● **Objective**
Reproduce the entire listing below word for word, and leave the pictures out of your answer.

[Stored data entries]
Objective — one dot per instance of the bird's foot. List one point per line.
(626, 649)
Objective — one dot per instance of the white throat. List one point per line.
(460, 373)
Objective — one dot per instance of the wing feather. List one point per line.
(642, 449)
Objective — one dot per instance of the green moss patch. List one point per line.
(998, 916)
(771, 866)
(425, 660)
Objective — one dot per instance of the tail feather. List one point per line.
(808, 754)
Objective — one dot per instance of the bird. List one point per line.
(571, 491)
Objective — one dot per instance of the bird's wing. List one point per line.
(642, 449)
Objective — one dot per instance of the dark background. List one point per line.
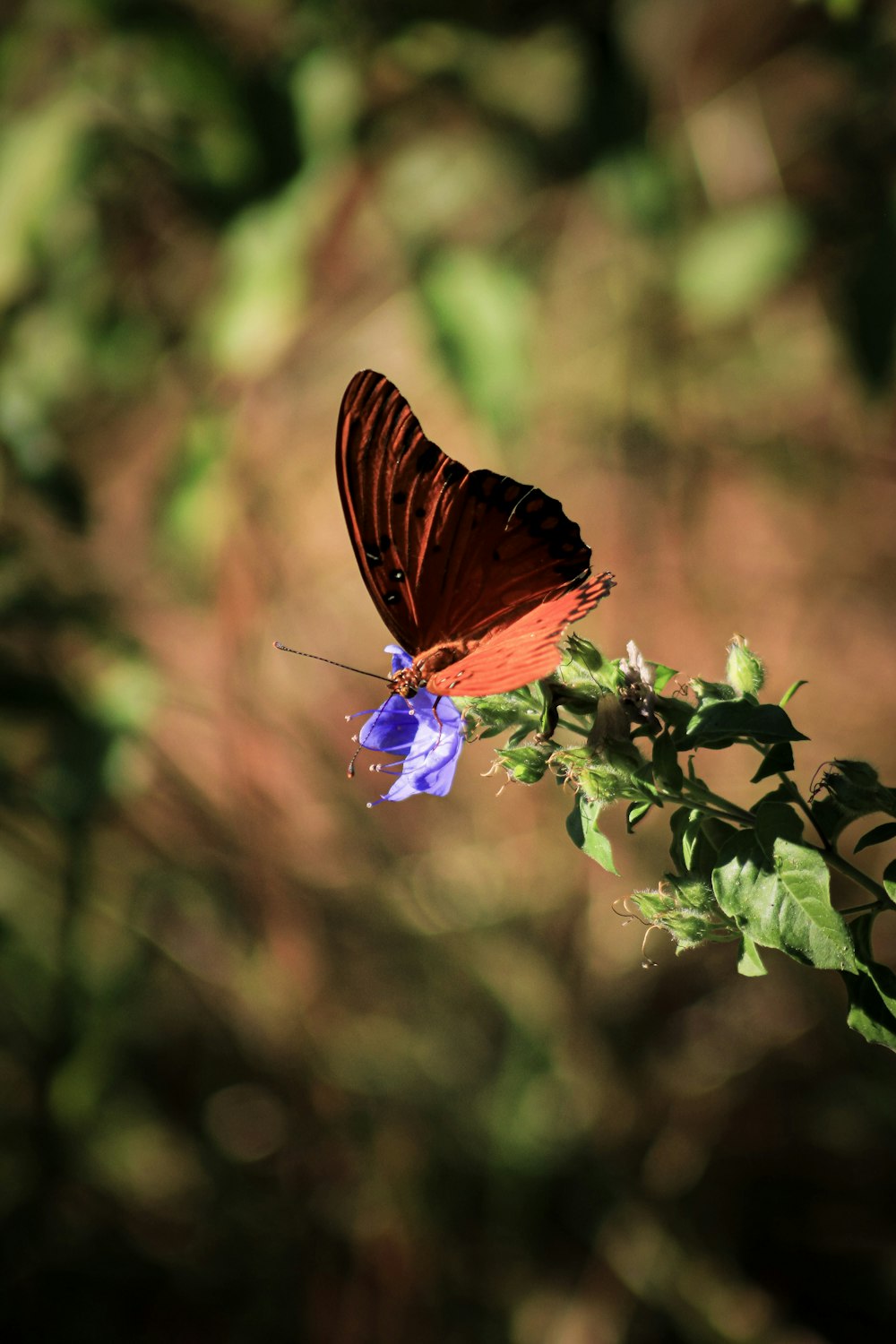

● **Written response**
Objective — one dot per instance of the bird's foot. List one point per line.
(626, 649)
Objective — one dot per instance of the white throat. List one point per line.
(460, 373)
Objective — one dot per instance of the wing feather. List one point per line.
(642, 449)
Objective — one dot per instance of the green moss patch. List one point per line.
(998, 916)
(771, 866)
(425, 660)
Objective — one dot per instance of the tail feather. List one point per line.
(808, 754)
Objective — one dot per instance of the bird. List one point per line.
(571, 491)
Objective — one dot per instance of the bird's wing. List one point per line.
(642, 449)
Objective — one dot per instance of the dark background. List one point per line.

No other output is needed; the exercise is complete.